**SOURCE PASSAGE**
========================================
Curate VideoProcess Data

Video Clipping

View as Markdown

Split long videos into shorter clips for downstream processing.

How it Works

NeMo Curator provides two clipping stages: Fixed Stride and TransNetV2 scene-change detection.

  • Use Fixed Stride to create uniform segments.
  • Use TransNetV2 to cut at visual shot boundaries.

Before You Start

Ensure inputs contain video bytes and basic metadata. The clipping stages require video.source_bytes to be present and metadata with framerate and num_frames.


Quickstart

Use either the pipeline stages or the example script flags to create clips.

1from nemo_curator.pipeline import Pipeline
2from nemo_curator.stages.video.clipping.clip_extraction_stages import (
3 FixedStrideExtractorStage,
4)
5from nemo_curator.stages.video.clipping.video_frame_extraction import (
6 VideoFrameExtractionStage,
7)
========================================
**RECORDED INFORMATION**
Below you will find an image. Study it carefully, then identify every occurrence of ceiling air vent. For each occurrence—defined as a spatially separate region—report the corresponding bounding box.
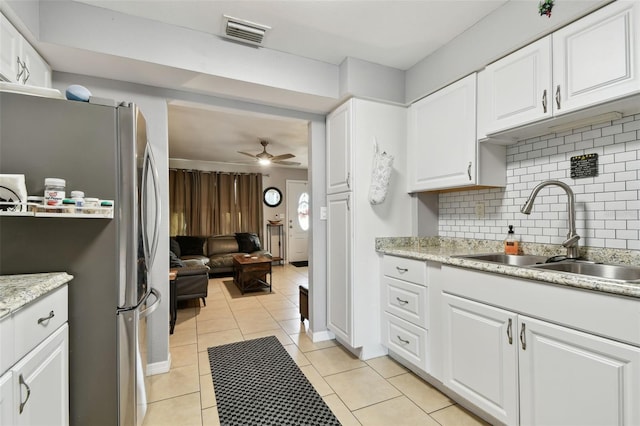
[222,15,271,46]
========================================
**OBJECTIVES**
1) From the video clipping page, rewrite the paragraph beginning "Ensure inputs contain video bytes" as a short list that keeps its main facts.
2) Answer these from the video clipping page:
(a) What kind of segments does Fixed Stride create?
(b) Which two metadata fields do the clipping stages require?
(c) From which module is VideoFrameExtractionStage imported?
3) Print the part of the video clipping page starting at "Curate VideoProcess Data" and ending at "TransNetV2 scene-change detection.", without changing anything.

**RESULTS IN ORDER**
1)
Inputs to the clipping stages must include:
- video bytes, present as video.source_bytes
- metadata with framerate
- metadata with num_frames

2)
(a) Uniform segments.
(b) framerate and num_frames.
(c) nemo_curator.stages.video.clipping.video_frame_extraction

3)
Curate VideoProcess Data

Video Clipping

View as Markdown

Split long videos into shorter clips for downstream processing.

How it Works

NeMo Curator provides two clipping stages: Fixed Stride and TransNetV2 scene-change detection.